Top of PROVIDED DATA
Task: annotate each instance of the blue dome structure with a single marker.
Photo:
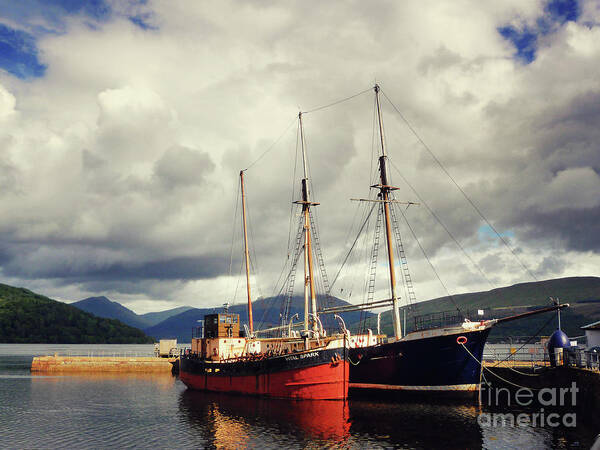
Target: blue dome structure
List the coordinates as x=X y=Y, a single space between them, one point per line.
x=558 y=340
Bottom of PROVIDED DATA
_PROBLEM:_
Write out an exact transcription of the line with "Target: blue dome structure" and of each line after it; stop at the end of the records.

_TASK ANSWER:_
Target: blue dome structure
List the coordinates as x=X y=Y, a single space between them, one point per line.
x=558 y=340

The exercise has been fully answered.